* **Requisitos de la tarea**:
Transcribe íntegro y sin ningún cambio el texto sobre el acceso a la vivienda en la Ciudad de Buenos Aires.

Una ciudad librada a la voracidad del mercado

Alejandro Sehtman*
Le Monde diplomatique

El incremento de los precios de la vivienda y los problemas de transporte, infraestructura y equipamiento exigen un enfoque urbanístico para la gestión de la Ciudad de Buenos Aires y el conurbano bonaerense, que recupere capacidad de orientación del hábitat frente a la desregulación del mercado inmobiliario.
Horacio Coppola, Toldos, 1931 (Gentileza Galería Jorge Mara-La Ruche)


El dato aparece con cierta frecuencia en los diarios pero tiene vida corta en la agenda pública. Hace falta recorrer el cementerio de las estadísticas para encontrar cuántos sueldos hacen falta para comprar una vivienda en la Ciudad de Buenos Aires. La relación entre salario y propiedad de la residencia varía, y mucho, de acuerdo a de qué salario y de qué inmueble se trate. Pero para la mayoría de los porteños el precio de una vivienda mediana requiere sumar más de cien recibos de sueldo (1). Otro tanto sucede con el alquiler, cuyo apetito es capaz de dar cuenta de la mitad de cualquier ingreso del uno al diez de cada mes (2).

Los datos que reflejan la relación entre los ingresos salariales y el acceso a la vivienda surgen de distintos relevamientos. Pero a los porteños no les hace falta ningún guarismo para saber lo que salta a la vista con cualquier mirada rápida a los clasificados: para los sectores de ingresos bajos y medios, acceder a una vivienda en la Ciudad con recursos propios es un desafío cada vez más difícil. Entre las principales causas de esta situación se encuentra el aumento sostenido de los precios del suelo, cuyo incremento en dólares durante la década pasada dio lugar un escenario inédito para el mercado inmobiliario local: nunca antes el metro cuadrado había sido, en términos relativos y absolutos, tan caro.

* **Listado de entradas**:
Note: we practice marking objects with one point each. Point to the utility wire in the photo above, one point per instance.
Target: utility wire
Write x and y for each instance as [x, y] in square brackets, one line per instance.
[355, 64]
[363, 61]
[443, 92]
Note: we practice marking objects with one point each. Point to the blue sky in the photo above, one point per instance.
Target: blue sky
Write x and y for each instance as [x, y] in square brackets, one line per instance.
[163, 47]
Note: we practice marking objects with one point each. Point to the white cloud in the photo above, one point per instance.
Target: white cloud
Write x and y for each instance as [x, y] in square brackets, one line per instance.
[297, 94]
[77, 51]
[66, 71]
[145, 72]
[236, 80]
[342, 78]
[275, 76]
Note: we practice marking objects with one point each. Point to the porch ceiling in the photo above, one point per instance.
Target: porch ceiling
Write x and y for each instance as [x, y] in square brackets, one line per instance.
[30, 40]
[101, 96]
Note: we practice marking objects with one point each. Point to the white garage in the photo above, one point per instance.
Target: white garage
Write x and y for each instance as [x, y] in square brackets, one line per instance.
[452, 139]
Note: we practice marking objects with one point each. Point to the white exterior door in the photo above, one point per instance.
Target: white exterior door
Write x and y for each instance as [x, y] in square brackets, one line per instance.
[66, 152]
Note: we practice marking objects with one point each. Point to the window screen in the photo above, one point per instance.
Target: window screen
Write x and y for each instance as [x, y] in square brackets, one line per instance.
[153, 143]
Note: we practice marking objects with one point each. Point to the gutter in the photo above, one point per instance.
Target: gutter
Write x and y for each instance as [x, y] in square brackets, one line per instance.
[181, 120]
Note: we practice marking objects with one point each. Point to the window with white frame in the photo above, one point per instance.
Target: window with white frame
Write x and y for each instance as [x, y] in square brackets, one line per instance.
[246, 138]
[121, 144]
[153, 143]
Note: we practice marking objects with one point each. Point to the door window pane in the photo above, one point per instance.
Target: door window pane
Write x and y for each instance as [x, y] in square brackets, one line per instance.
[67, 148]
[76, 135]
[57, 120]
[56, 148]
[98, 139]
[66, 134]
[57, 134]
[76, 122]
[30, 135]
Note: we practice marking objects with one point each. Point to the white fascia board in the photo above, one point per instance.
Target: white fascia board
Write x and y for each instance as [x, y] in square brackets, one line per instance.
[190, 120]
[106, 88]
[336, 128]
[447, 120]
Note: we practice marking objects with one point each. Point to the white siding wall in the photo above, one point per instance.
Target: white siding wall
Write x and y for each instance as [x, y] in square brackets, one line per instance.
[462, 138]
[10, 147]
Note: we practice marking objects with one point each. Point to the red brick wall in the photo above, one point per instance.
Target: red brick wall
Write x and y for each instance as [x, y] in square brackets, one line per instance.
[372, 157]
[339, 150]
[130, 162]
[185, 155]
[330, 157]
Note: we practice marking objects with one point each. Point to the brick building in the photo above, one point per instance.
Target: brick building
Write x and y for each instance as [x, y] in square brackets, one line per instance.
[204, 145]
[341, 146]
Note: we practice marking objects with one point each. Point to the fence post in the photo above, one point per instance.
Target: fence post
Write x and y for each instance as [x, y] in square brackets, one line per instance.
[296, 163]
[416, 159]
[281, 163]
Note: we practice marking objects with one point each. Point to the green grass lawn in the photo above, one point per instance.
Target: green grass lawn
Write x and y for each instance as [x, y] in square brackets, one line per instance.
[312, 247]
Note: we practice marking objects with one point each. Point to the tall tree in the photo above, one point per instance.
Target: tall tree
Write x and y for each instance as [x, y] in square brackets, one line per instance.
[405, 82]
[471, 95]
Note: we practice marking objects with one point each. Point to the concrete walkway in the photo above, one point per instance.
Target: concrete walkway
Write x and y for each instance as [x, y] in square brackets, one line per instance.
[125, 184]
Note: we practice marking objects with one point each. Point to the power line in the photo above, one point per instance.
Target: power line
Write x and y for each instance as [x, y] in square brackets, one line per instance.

* **Resultado final**:
Una ciudad librada a la voracidad del mercado

Alejandro Sehtman*
Le Monde diplomatique

El incremento de los precios de la vivienda y los problemas de transporte, infraestructura y equipamiento exigen un enfoque urbanístico para la gestión de la Ciudad de Buenos Aires y el conurbano bonaerense, que recupere capacidad de orientación del hábitat frente a la desregulación del mercado inmobiliario.
Horacio Coppola, Toldos, 1931 (Gentileza Galería Jorge Mara-La Ruche)


El dato aparece con cierta frecuencia en los diarios pero tiene vida corta en la agenda pública. Hace falta recorrer el cementerio de las estadísticas para encontrar cuántos sueldos hacen falta para comprar una vivienda en la Ciudad de Buenos Aires. La relación entre salario y propiedad de la residencia varía, y mucho, de acuerdo a de qué salario y de qué inmueble se trate. Pero para la mayoría de los porteños el precio de una vivienda mediana requiere sumar más de cien recibos de sueldo (1). Otro tanto sucede con el alquiler, cuyo apetito es capaz de dar cuenta de la mitad de cualquier ingreso del uno al diez de cada mes (2).

Los datos que reflejan la relación entre los ingresos salariales y el acceso a la vivienda surgen de distintos relevamientos. Pero a los porteños no les hace falta ningún guarismo para saber lo que salta a la vista con cualquier mirada rápida a los clasificados: para los sectores de ingresos bajos y medios, acceder a una vivienda en la Ciudad con recursos propios es un desafío cada vez más difícil. Entre las principales causas de esta situación se encuentra el aumento sostenido de los precios del suelo, cuyo incremento en dólares durante la década pasada dio lugar un escenario inédito para el mercado inmobiliario local: nunca antes el metro cuadrado había sido, en términos relativos y absolutos, tan caro.